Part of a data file
+---+
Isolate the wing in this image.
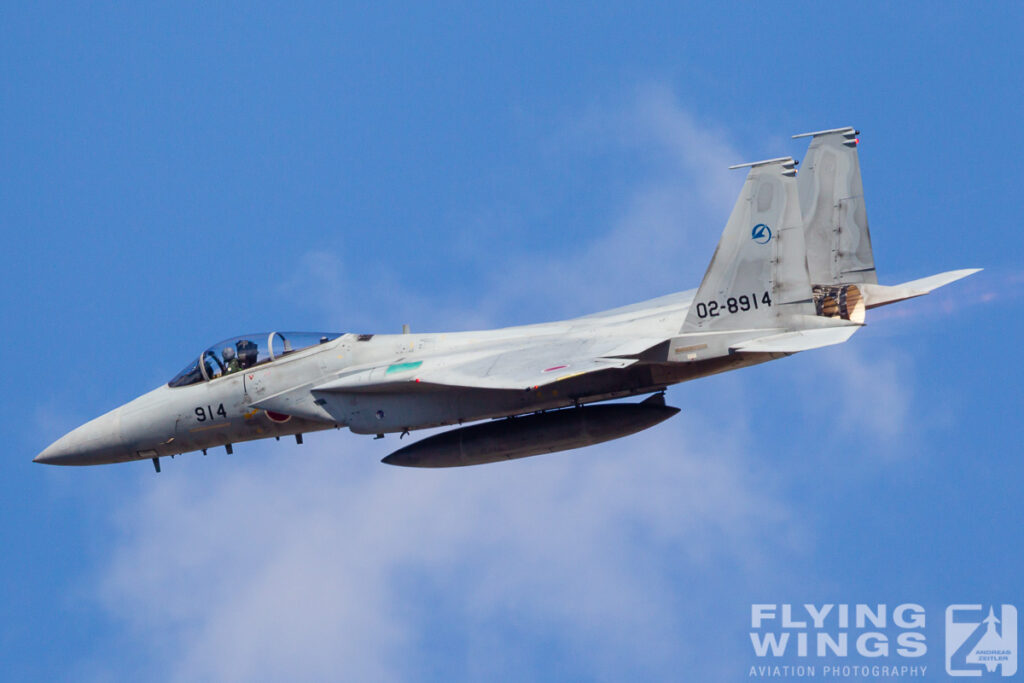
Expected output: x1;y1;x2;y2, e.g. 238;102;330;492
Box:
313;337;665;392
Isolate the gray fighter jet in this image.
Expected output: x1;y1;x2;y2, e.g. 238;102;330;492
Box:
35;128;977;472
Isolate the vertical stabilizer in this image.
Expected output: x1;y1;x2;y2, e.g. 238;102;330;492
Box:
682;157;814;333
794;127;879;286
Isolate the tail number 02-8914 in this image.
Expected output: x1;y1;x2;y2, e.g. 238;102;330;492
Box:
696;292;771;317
+---+
WORK TO DO
Render all the rows above as a numbered list with blank lines dropped, and omit the picture.

RESPONSE
1. Isolate the wing in this image.
2. Expected output: x1;y1;x2;y2, e.g. 238;102;330;492
3. Box:
4. 313;337;665;392
5. Isolate the gray fighter jet in this image.
6. Expected output: x1;y1;x2;y2, e.g. 238;102;330;492
7. Box:
8. 35;128;977;472
9. Isolate the vertical stabilizer in this image.
10. Expected output: x1;y1;x2;y2, e.g. 238;102;330;492
11. Box:
12. 682;157;814;333
13. 794;127;879;286
14. Isolate the tail number 02-8914 in this image.
15. Expected output: x1;y1;x2;y2, e.g. 238;102;330;492
16. Box:
17. 696;292;771;317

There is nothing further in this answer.